Objective
Pull out the part of the listing that runs from the line containing "task: segment the blade of vegetation" through the end of the listing, and reproduce it line for line without any changes.

Task inputs

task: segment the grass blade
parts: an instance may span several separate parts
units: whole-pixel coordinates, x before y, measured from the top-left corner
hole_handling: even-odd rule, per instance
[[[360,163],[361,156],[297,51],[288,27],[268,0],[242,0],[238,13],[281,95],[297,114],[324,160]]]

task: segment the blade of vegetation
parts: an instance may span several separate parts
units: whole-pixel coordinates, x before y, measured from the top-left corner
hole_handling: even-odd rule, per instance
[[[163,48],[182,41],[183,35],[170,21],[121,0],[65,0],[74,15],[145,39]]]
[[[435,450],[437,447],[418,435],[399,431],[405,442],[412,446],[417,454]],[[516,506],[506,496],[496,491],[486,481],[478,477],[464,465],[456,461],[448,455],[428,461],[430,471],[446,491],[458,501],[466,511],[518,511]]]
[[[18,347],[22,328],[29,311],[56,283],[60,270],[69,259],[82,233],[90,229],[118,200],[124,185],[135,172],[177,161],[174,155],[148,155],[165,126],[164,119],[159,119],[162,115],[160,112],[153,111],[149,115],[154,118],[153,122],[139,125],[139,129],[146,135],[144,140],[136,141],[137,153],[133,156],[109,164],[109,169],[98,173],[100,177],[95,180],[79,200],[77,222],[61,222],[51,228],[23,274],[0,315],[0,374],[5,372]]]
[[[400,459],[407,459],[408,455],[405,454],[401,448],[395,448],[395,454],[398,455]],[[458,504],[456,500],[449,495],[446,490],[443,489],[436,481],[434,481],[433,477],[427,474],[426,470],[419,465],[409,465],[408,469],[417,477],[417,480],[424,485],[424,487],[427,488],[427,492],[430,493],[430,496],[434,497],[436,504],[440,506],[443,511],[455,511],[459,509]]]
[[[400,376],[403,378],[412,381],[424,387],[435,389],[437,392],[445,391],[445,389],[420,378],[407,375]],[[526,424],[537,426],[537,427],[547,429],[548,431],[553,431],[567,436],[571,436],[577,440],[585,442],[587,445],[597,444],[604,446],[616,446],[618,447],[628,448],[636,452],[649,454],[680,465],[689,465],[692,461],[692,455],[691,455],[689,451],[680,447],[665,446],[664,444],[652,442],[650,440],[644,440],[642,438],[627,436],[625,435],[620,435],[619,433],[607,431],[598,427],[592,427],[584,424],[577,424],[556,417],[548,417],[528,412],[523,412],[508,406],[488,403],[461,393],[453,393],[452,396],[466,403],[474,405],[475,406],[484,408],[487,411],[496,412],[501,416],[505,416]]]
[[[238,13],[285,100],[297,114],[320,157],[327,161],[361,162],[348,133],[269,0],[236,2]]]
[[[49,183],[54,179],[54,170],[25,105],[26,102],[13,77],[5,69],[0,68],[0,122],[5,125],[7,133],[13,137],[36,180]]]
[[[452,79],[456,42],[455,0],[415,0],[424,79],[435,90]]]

Written response
task: segment the blade of vegetation
parts: an instance may span several separate parts
units: whole-pixel coordinates, x before y, measured from the top-left corner
hole_handling: even-odd rule, per instance
[[[163,48],[182,41],[183,35],[170,21],[121,0],[65,0],[74,15],[145,39]]]
[[[435,450],[437,447],[418,435],[399,431],[405,442],[412,446],[417,454]],[[516,506],[506,496],[496,491],[486,481],[478,477],[464,465],[456,461],[448,455],[428,461],[430,471],[446,491],[458,501],[466,511],[518,511]]]
[[[18,347],[22,328],[29,311],[56,283],[60,270],[69,259],[82,233],[90,229],[118,200],[124,185],[135,172],[177,161],[174,155],[148,155],[165,126],[164,119],[159,119],[162,115],[160,112],[153,111],[149,115],[154,118],[153,122],[139,125],[139,129],[146,135],[144,140],[136,141],[137,153],[133,156],[109,164],[109,169],[98,173],[100,177],[95,180],[79,200],[77,222],[61,222],[51,228],[23,274],[0,315],[0,374],[5,372]]]
[[[400,459],[407,459],[408,455],[405,454],[401,448],[395,448],[395,454],[398,455]],[[458,504],[456,500],[449,495],[446,490],[443,489],[436,481],[434,481],[433,477],[427,474],[426,470],[419,465],[409,465],[408,469],[417,477],[417,480],[424,485],[424,487],[427,488],[427,492],[430,493],[430,496],[434,497],[436,504],[440,506],[443,511],[455,511],[459,509]]]
[[[400,376],[403,378],[412,381],[424,387],[435,389],[437,392],[445,391],[445,389],[420,378],[407,375]],[[526,424],[537,426],[537,427],[547,429],[548,431],[553,431],[567,436],[571,436],[577,440],[585,442],[587,445],[597,444],[604,446],[616,446],[618,447],[628,448],[636,452],[649,454],[680,465],[689,465],[692,461],[692,455],[691,455],[689,451],[680,447],[665,446],[664,444],[652,442],[650,440],[644,440],[642,438],[627,436],[625,435],[620,435],[619,433],[607,431],[598,427],[592,427],[584,424],[577,424],[556,417],[548,417],[528,412],[523,412],[508,406],[488,403],[461,393],[453,393],[452,396],[466,403],[474,405],[475,406],[484,408],[487,411],[496,412],[501,416],[505,416]]]
[[[238,13],[285,100],[297,114],[320,157],[327,161],[361,162],[348,133],[269,0],[236,2]]]
[[[49,183],[54,179],[54,170],[25,105],[26,102],[13,77],[5,69],[0,68],[0,122],[5,125],[7,133],[13,137],[36,180]]]
[[[452,79],[456,42],[455,0],[415,0],[424,79],[435,90]]]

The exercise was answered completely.